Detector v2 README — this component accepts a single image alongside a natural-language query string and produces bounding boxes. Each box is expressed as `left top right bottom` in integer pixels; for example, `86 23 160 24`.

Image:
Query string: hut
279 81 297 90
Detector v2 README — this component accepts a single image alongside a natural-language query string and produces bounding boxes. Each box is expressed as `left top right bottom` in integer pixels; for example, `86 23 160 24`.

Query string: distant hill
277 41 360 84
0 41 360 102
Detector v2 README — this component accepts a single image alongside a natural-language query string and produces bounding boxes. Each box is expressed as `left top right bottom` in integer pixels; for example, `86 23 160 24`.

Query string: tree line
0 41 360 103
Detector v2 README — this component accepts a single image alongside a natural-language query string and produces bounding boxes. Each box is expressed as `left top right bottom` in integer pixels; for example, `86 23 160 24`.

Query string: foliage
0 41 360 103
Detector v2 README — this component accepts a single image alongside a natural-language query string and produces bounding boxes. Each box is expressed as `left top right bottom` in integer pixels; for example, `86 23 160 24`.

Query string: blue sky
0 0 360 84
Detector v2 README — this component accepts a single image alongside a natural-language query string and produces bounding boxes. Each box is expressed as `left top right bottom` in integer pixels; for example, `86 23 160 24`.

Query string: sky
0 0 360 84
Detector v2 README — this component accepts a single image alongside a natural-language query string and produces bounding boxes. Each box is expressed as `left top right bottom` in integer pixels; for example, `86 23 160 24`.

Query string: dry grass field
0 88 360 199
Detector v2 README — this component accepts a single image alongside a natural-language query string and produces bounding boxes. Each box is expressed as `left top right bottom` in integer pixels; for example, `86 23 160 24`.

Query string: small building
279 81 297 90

--

Put each line of the material above into a JSON list of strings, one string per line, and skip any blank lines.

[
  "Detector v2 README — this component accepts a single image alongside a natural-language query string and produces bounding boxes. Each box is expressed as `left top right bottom` in integer pixels; for example, `86 23 160 24`.",
  "Image:",
  "Query string: hut",
  "279 81 297 90",
  "Detector v2 README — this component accepts a single image alongside a natural-language query string and produces bounding boxes. Each box is expressed as `left top right bottom` in integer pixels; for example, `86 23 160 24`.",
  "Query string: distant hill",
  "277 41 360 84",
  "0 41 360 102",
  "Detector v2 README — this component accepts a single image alongside a natural-language query string and produces bounding boxes. Each box is expressed as `left top right bottom` in integer pixels; for example, `86 23 160 24`.",
  "Query string: tree line",
  "0 41 360 103",
  "Detector v2 README — this component accepts a single image alongside a natural-language query string and produces bounding boxes. Each box is expressed as `left top right bottom` in integer pixels; for example, `86 23 160 24`.",
  "Query string: foliage",
  "0 41 360 103",
  "Detector v2 README — this component accepts a single image alongside a natural-language query string and produces bounding boxes. Each box is expressed as `left top right bottom` in integer pixels; for example, `86 23 160 24`.",
  "Query string: blue sky",
  "0 0 360 84",
  "Detector v2 README — this component accepts a single image alongside a natural-language query string and produces bounding boxes. Each box is expressed as `left top right bottom` in integer pixels; for example, `86 23 160 24`.",
  "Query string: sky",
  "0 0 360 84",
  "Detector v2 README — this component accepts a single image alongside a natural-language query string and produces bounding boxes. Each box is expressed as `left top right bottom` in integer pixels; for example, `86 23 160 24`.",
  "Query string: dry grass field",
  "0 88 360 199",
  "Detector v2 README — this component accepts a single image alongside a natural-language query string and produces bounding boxes. Each box is expressed as `left top right bottom` in integer pixels; for example, `86 23 160 24`.",
  "Query string: small building",
  "279 81 297 90"
]